WORK ORDER
For this exercise, copy each line of the records that contains the word "target".

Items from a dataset
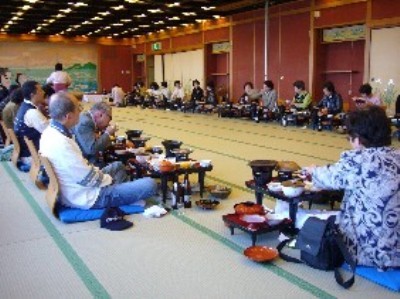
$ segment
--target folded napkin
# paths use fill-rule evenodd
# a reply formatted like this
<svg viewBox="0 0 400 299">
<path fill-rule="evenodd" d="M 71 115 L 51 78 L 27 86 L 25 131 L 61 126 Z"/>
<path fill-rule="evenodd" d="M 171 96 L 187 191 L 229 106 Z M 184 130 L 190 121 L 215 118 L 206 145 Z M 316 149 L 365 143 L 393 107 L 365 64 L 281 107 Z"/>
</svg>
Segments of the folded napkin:
<svg viewBox="0 0 400 299">
<path fill-rule="evenodd" d="M 152 206 L 150 208 L 147 208 L 146 210 L 144 210 L 143 212 L 143 216 L 147 217 L 147 218 L 151 218 L 151 217 L 161 217 L 163 215 L 167 214 L 167 210 L 164 208 L 161 208 L 159 206 Z"/>
</svg>

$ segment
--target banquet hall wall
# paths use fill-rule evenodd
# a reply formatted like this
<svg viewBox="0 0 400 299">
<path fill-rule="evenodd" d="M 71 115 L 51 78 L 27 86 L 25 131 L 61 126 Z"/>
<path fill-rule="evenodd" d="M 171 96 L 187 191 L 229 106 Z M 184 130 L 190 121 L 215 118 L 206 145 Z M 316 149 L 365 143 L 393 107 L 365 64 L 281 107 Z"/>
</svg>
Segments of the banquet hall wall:
<svg viewBox="0 0 400 299">
<path fill-rule="evenodd" d="M 320 42 L 320 33 L 324 28 L 342 27 L 354 24 L 366 24 L 366 39 L 354 44 L 349 43 L 351 55 L 357 57 L 355 69 L 357 76 L 352 82 L 356 91 L 358 85 L 369 78 L 369 29 L 400 26 L 400 1 L 392 0 L 300 0 L 269 8 L 268 21 L 268 59 L 265 58 L 265 10 L 258 9 L 235 14 L 229 17 L 207 21 L 188 27 L 179 27 L 165 32 L 148 34 L 135 39 L 88 39 L 88 38 L 41 38 L 33 35 L 8 36 L 0 34 L 1 41 L 37 41 L 45 43 L 95 43 L 98 45 L 99 90 L 109 89 L 118 82 L 125 90 L 130 90 L 138 80 L 147 77 L 146 59 L 163 53 L 175 53 L 196 49 L 207 49 L 213 43 L 228 41 L 231 45 L 226 63 L 215 62 L 215 54 L 204 51 L 204 78 L 214 78 L 218 82 L 228 83 L 228 92 L 232 100 L 242 93 L 243 83 L 252 81 L 261 88 L 265 78 L 275 82 L 281 98 L 292 97 L 292 83 L 297 79 L 306 82 L 306 86 L 320 96 L 320 87 L 324 79 L 321 61 L 326 50 Z M 161 51 L 153 51 L 152 44 L 161 43 Z M 347 55 L 345 43 L 329 49 L 329 55 L 340 63 L 337 56 Z M 356 52 L 354 52 L 356 51 Z M 138 55 L 144 57 L 138 62 Z M 329 57 L 328 57 L 329 58 Z M 326 58 L 326 59 L 328 59 Z M 224 58 L 225 59 L 225 58 Z M 265 67 L 265 63 L 267 68 Z M 210 65 L 217 63 L 226 67 L 225 77 L 212 75 Z M 335 68 L 335 65 L 330 65 Z M 214 76 L 214 77 L 213 77 Z M 341 76 L 341 77 L 340 77 Z M 346 74 L 337 75 L 344 82 Z M 146 82 L 149 83 L 149 82 Z M 357 88 L 356 88 L 357 87 Z M 342 91 L 347 94 L 348 87 Z"/>
</svg>

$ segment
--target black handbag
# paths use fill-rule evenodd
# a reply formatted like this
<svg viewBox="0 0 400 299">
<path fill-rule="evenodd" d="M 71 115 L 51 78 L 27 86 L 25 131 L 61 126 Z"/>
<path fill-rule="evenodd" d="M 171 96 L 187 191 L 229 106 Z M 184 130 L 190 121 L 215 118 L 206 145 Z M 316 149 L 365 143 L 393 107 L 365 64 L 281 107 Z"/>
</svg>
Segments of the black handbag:
<svg viewBox="0 0 400 299">
<path fill-rule="evenodd" d="M 296 238 L 296 248 L 300 250 L 300 259 L 283 253 L 284 247 L 291 241 L 293 239 L 285 240 L 278 245 L 277 249 L 282 259 L 288 262 L 305 263 L 319 270 L 334 270 L 338 284 L 346 289 L 353 285 L 356 263 L 335 225 L 335 216 L 330 216 L 326 220 L 317 217 L 306 220 Z M 352 270 L 352 276 L 347 281 L 343 280 L 339 271 L 344 261 Z"/>
</svg>

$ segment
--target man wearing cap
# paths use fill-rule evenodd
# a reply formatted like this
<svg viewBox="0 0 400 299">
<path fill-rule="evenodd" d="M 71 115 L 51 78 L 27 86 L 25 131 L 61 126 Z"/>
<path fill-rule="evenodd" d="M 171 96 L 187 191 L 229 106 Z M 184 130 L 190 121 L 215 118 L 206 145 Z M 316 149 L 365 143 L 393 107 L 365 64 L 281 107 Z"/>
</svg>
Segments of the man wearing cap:
<svg viewBox="0 0 400 299">
<path fill-rule="evenodd" d="M 104 173 L 84 158 L 70 131 L 79 121 L 80 109 L 75 96 L 66 92 L 54 94 L 49 113 L 52 120 L 42 134 L 40 152 L 54 168 L 60 184 L 61 204 L 100 209 L 133 204 L 156 194 L 153 179 L 114 183 L 115 174 Z"/>
</svg>

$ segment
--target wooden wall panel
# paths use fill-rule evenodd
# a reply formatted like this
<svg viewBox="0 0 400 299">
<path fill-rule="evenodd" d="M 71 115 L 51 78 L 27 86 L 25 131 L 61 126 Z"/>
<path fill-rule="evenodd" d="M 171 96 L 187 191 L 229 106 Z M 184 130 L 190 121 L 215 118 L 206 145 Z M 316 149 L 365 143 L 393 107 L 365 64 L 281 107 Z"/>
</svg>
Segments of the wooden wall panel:
<svg viewBox="0 0 400 299">
<path fill-rule="evenodd" d="M 243 94 L 243 84 L 253 82 L 253 24 L 246 23 L 232 28 L 232 100 L 236 102 Z M 253 82 L 254 83 L 254 82 Z"/>
<path fill-rule="evenodd" d="M 153 51 L 152 45 L 154 43 L 161 43 L 161 50 L 160 51 Z M 155 40 L 152 42 L 146 43 L 146 54 L 147 55 L 158 55 L 160 53 L 169 52 L 171 49 L 171 42 L 170 39 L 162 39 L 162 40 Z"/>
<path fill-rule="evenodd" d="M 202 33 L 187 34 L 172 37 L 172 50 L 179 48 L 192 48 L 202 44 Z"/>
<path fill-rule="evenodd" d="M 117 83 L 123 90 L 131 90 L 132 57 L 130 46 L 100 46 L 100 88 L 111 90 L 112 86 Z"/>
<path fill-rule="evenodd" d="M 278 91 L 281 98 L 293 97 L 293 82 L 296 80 L 303 80 L 308 88 L 309 30 L 309 13 L 282 16 L 280 74 L 284 79 Z"/>
<path fill-rule="evenodd" d="M 314 27 L 365 23 L 367 4 L 366 2 L 359 2 L 321 9 L 320 14 L 320 17 L 314 18 Z"/>
<path fill-rule="evenodd" d="M 204 43 L 229 40 L 229 27 L 204 31 Z"/>
<path fill-rule="evenodd" d="M 400 1 L 371 0 L 372 19 L 385 19 L 400 16 Z"/>
<path fill-rule="evenodd" d="M 274 82 L 276 90 L 280 85 L 279 20 L 279 17 L 270 18 L 268 24 L 268 80 Z"/>
<path fill-rule="evenodd" d="M 146 46 L 145 43 L 135 44 L 134 46 L 132 46 L 132 53 L 133 54 L 143 54 L 145 46 Z"/>
<path fill-rule="evenodd" d="M 265 78 L 265 22 L 257 21 L 255 29 L 255 82 L 254 87 L 262 88 Z"/>
</svg>

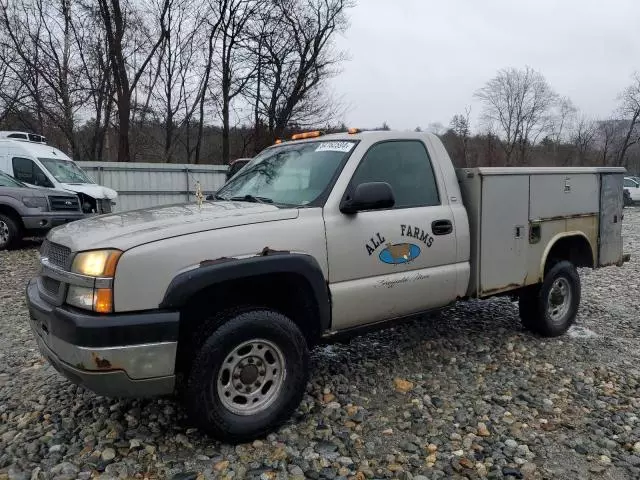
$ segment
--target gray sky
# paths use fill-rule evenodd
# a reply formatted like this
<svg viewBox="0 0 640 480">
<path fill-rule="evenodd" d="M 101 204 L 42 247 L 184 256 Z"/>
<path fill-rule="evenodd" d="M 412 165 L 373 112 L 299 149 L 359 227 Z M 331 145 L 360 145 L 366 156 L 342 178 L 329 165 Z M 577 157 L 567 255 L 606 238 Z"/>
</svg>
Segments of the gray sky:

COMPLETED EXERCISE
--target folded napkin
--target banquet hall wall
--target black handbag
--target man wearing cap
--target wooden wall panel
--target gray sky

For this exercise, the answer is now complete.